Passage to read.

ContextCore: GPU-Accelerated Context Memory for On-Device AI Agents
We built ContextCore to manage conversation context on Apple Silicon without cloud or battery drain. Four-tier memory, Metal shaders, 63M chunks/sec, sub-5ms p99.
We built ContextCore to solve a specific problem: on-device AI agents running on Apple Silicon need to manage conversation context within a fixed token budget, without cloud, without killing battery, and without perceptible latency. The approach uses a four-tier memory architecture backed by Metal compute shaders that score, rank, and compress context at 63 million chunks per second, delivering sub-5ms p99 window construction.
The Problem Space
Modern AI agents forget things. As your conversation grows, early turns drop out of the model’s attention window. The standard fix, stuffing more tokens into context, costs money, adds latency, and hits model limits. Vector databases help, but they’re still retrieval over compressed windows the model has to attend to.
The insight driving the design: context management is not a retrieval problem. It’s a scoring and packing problem. Every memory chunk competes for a fixed token budget, and the goal is to select and order chunks so that the model’s attention lands on the most useful content.
LLMs have fixed context windows, 128K for Claude, 200K for GPT-4 Turbo, 8K-32K for on-device models. But the real constraint isn’t the model’s maximum context. It’s the effective context: the portion of the window where the model reliably pays attention. Research by Liu et al. (2024) shows that content at the beginning and end of long contexts receives disproportionate attention, while middle content is frequently underweighted.
So we had to solve two things at once: what to include, and how to order it so important content falls in high-attention positions.

Data excerpts
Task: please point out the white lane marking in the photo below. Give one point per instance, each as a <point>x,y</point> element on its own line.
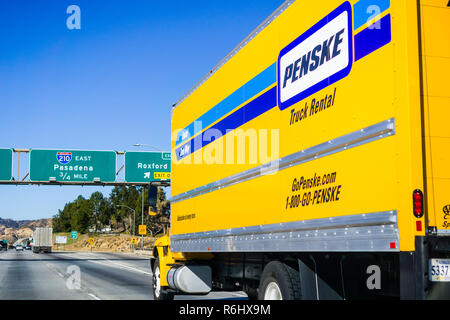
<point>109,263</point>
<point>94,296</point>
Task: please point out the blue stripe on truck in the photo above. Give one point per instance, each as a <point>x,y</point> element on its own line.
<point>370,40</point>
<point>250,111</point>
<point>364,10</point>
<point>259,83</point>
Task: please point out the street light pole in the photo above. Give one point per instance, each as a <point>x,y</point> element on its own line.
<point>142,223</point>
<point>134,213</point>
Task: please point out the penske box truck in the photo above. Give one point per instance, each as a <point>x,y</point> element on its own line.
<point>313,162</point>
<point>43,240</point>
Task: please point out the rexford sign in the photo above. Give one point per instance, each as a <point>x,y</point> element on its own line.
<point>318,58</point>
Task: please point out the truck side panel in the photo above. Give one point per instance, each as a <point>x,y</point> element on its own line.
<point>435,26</point>
<point>330,154</point>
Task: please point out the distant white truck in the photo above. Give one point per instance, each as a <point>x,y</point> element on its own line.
<point>42,240</point>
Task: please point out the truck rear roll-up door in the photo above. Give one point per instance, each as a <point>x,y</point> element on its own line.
<point>435,37</point>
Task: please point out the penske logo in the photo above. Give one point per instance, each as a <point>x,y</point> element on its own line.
<point>318,58</point>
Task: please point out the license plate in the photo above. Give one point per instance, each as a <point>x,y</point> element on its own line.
<point>439,270</point>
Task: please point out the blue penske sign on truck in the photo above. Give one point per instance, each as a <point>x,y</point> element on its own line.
<point>318,58</point>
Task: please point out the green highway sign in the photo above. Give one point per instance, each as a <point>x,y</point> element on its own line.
<point>142,167</point>
<point>72,165</point>
<point>6,164</point>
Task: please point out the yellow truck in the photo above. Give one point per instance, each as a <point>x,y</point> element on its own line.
<point>313,162</point>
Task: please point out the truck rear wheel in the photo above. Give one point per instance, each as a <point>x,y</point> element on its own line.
<point>159,292</point>
<point>279,282</point>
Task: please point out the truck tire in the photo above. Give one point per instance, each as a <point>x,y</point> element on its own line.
<point>159,292</point>
<point>279,282</point>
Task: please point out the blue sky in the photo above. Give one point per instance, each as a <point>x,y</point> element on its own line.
<point>106,86</point>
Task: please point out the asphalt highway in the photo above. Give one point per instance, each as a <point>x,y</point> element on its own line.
<point>80,276</point>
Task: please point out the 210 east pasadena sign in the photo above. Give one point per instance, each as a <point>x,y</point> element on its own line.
<point>72,165</point>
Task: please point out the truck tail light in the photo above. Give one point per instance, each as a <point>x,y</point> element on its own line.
<point>418,203</point>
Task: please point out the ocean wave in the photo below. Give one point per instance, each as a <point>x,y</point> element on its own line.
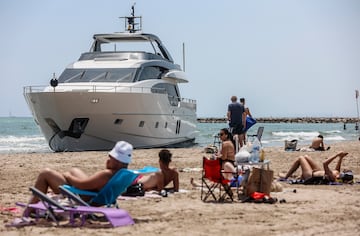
<point>302,135</point>
<point>19,144</point>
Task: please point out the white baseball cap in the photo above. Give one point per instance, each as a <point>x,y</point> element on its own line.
<point>122,152</point>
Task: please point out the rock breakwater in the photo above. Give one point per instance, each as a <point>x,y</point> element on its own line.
<point>289,120</point>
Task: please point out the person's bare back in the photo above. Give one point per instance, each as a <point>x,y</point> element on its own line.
<point>159,180</point>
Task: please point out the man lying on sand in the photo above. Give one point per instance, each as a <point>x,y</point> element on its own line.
<point>310,169</point>
<point>119,157</point>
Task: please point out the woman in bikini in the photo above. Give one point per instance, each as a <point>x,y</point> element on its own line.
<point>311,169</point>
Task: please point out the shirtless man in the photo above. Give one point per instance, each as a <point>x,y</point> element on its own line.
<point>119,157</point>
<point>318,144</point>
<point>309,168</point>
<point>158,181</point>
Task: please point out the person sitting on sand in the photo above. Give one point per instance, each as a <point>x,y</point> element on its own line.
<point>119,158</point>
<point>311,169</point>
<point>318,144</point>
<point>158,180</point>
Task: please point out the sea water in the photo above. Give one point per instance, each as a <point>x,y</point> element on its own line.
<point>21,134</point>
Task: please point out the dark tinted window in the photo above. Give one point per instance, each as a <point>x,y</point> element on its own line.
<point>97,75</point>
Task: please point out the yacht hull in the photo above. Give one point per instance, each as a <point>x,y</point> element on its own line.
<point>83,121</point>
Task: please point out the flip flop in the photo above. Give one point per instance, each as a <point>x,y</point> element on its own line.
<point>20,222</point>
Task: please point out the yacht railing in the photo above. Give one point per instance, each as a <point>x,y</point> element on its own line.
<point>102,88</point>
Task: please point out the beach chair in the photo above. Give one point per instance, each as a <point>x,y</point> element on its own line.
<point>108,194</point>
<point>213,183</point>
<point>47,206</point>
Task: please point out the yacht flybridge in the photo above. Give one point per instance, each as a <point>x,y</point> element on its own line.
<point>125,88</point>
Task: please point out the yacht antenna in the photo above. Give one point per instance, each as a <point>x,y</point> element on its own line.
<point>133,23</point>
<point>183,56</point>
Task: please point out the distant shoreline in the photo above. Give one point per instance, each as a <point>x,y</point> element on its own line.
<point>288,120</point>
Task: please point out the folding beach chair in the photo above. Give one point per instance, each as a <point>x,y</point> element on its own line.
<point>109,193</point>
<point>213,183</point>
<point>116,217</point>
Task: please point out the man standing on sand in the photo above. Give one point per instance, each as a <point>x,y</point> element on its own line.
<point>236,116</point>
<point>318,144</point>
<point>247,112</point>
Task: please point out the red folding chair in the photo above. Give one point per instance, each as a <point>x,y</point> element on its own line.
<point>213,182</point>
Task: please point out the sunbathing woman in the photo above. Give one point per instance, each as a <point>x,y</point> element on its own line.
<point>311,169</point>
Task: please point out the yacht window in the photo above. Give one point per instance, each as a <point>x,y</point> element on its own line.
<point>97,75</point>
<point>151,72</point>
<point>127,46</point>
<point>118,121</point>
<point>170,89</point>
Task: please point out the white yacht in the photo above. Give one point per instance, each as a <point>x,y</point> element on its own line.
<point>124,88</point>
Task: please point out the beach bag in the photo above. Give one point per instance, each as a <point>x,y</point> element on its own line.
<point>260,180</point>
<point>290,145</point>
<point>135,190</point>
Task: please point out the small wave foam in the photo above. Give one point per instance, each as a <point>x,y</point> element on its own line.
<point>17,144</point>
<point>283,135</point>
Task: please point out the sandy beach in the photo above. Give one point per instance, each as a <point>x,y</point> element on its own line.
<point>308,210</point>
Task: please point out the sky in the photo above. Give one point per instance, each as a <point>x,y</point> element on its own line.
<point>288,58</point>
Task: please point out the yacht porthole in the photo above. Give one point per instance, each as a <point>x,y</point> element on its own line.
<point>95,100</point>
<point>118,121</point>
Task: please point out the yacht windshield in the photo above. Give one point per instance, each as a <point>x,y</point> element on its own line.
<point>130,46</point>
<point>97,75</point>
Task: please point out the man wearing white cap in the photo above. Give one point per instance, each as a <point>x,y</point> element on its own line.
<point>119,158</point>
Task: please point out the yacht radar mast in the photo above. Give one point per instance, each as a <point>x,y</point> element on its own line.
<point>133,23</point>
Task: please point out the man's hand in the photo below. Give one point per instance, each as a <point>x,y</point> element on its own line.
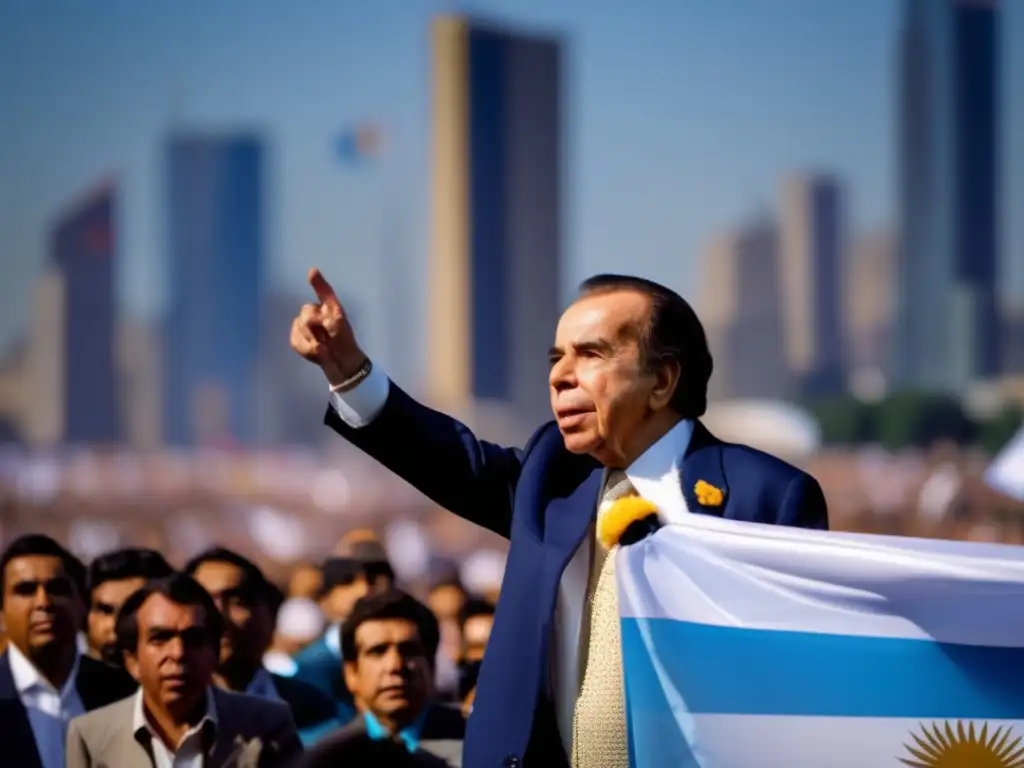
<point>323,334</point>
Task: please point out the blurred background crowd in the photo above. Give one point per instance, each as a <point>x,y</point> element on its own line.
<point>837,187</point>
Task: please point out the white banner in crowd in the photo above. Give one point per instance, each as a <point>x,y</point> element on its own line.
<point>755,645</point>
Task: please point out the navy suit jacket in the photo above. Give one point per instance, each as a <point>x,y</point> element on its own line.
<point>543,500</point>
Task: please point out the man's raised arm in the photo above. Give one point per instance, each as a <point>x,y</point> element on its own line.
<point>430,451</point>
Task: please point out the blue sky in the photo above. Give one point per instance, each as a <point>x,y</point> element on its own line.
<point>683,117</point>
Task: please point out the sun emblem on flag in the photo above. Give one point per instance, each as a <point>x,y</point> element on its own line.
<point>944,747</point>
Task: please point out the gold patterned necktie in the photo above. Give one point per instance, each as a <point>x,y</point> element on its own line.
<point>599,736</point>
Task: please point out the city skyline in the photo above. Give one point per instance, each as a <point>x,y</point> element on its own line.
<point>686,160</point>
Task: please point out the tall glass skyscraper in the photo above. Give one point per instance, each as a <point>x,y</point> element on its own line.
<point>497,217</point>
<point>82,252</point>
<point>215,217</point>
<point>947,308</point>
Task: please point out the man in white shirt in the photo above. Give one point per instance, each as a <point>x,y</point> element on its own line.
<point>629,379</point>
<point>170,634</point>
<point>44,680</point>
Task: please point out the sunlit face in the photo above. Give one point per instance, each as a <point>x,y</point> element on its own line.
<point>41,606</point>
<point>337,603</point>
<point>475,634</point>
<point>600,391</point>
<point>391,676</point>
<point>175,657</point>
<point>107,601</point>
<point>446,600</point>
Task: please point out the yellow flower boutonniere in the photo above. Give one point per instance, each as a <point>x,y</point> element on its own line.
<point>613,521</point>
<point>708,495</point>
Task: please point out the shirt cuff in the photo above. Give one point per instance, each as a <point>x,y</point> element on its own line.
<point>360,404</point>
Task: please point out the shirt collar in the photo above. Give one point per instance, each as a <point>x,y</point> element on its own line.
<point>27,677</point>
<point>140,724</point>
<point>332,639</point>
<point>410,735</point>
<point>262,685</point>
<point>656,473</point>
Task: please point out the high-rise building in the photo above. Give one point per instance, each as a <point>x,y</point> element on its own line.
<point>497,218</point>
<point>742,315</point>
<point>82,263</point>
<point>216,238</point>
<point>948,327</point>
<point>869,306</point>
<point>811,244</point>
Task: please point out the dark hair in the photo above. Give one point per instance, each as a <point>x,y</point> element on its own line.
<point>131,562</point>
<point>673,334</point>
<point>38,545</point>
<point>475,607</point>
<point>450,581</point>
<point>178,588</point>
<point>254,586</point>
<point>390,604</point>
<point>341,571</point>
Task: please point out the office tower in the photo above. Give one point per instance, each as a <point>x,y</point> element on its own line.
<point>216,238</point>
<point>741,311</point>
<point>869,309</point>
<point>78,313</point>
<point>811,244</point>
<point>948,329</point>
<point>140,356</point>
<point>497,219</point>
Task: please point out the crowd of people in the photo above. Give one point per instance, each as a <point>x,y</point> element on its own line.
<point>131,659</point>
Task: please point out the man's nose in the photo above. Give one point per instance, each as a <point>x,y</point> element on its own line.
<point>395,660</point>
<point>175,648</point>
<point>42,598</point>
<point>562,375</point>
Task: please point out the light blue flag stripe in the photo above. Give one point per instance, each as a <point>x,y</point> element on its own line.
<point>734,671</point>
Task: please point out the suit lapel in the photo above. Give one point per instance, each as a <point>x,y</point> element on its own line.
<point>17,741</point>
<point>223,745</point>
<point>84,684</point>
<point>702,470</point>
<point>566,519</point>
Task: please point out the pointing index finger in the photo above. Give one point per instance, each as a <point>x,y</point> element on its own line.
<point>322,288</point>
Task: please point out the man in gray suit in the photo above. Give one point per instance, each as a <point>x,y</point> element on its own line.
<point>170,633</point>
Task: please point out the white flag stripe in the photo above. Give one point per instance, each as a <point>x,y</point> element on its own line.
<point>759,577</point>
<point>814,742</point>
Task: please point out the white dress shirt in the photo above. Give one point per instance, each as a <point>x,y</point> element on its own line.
<point>49,710</point>
<point>655,475</point>
<point>189,752</point>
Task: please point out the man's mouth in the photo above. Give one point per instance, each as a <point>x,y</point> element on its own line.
<point>569,417</point>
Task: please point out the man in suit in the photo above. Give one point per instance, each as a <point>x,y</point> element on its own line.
<point>390,643</point>
<point>248,603</point>
<point>629,377</point>
<point>112,579</point>
<point>44,681</point>
<point>357,568</point>
<point>170,633</point>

Set of tasks.
1. In the ContextCore article, how fast do the Metal compute shaders score, rank, and compress context?
2. Pull out the part of the ContextCore article between "The Problem Space" and "most useful content.", inclusive.

Task results.
1. 63 million chunks per second.

2.
The Problem Space
Modern AI agents forget things. As your conversation grows, early turns drop out of the model’s attention window. The standard fix, stuffing more tokens into context, costs money, adds latency, and hits model limits. Vector databases help, but they’re still retrieval over compressed windows the model has to attend to.
The insight driving the design: context management is not a retrieval problem. It’s a scoring and packing problem. Every memory chunk competes for a fixed token budget, and the goal is to select and order chunks so that the model’s attention lands on the most useful content.